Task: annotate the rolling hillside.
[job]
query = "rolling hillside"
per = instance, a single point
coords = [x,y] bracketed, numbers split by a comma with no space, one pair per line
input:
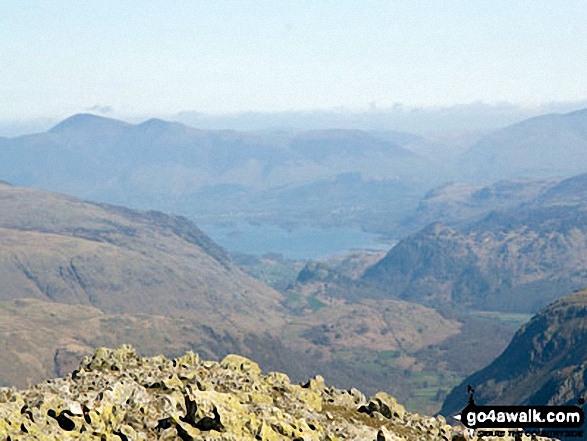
[209,173]
[548,145]
[62,249]
[519,259]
◇ ◇ ◇ ◇ ◇
Task requirements:
Format every line of the items above as a JSON list of strings, one string per line, with blank lines omitted. Leave the pictures out.

Complete output:
[
  "Task: annotate the rolling hillside.",
  "[job]",
  "query = \"rolling hillside\"",
  "per = instance, a single point",
  "coords = [x,y] bracketed, numbers split by a comma with no space, one pair per line",
  "input:",
  "[209,173]",
  "[548,145]",
  "[62,249]",
  "[519,259]"
]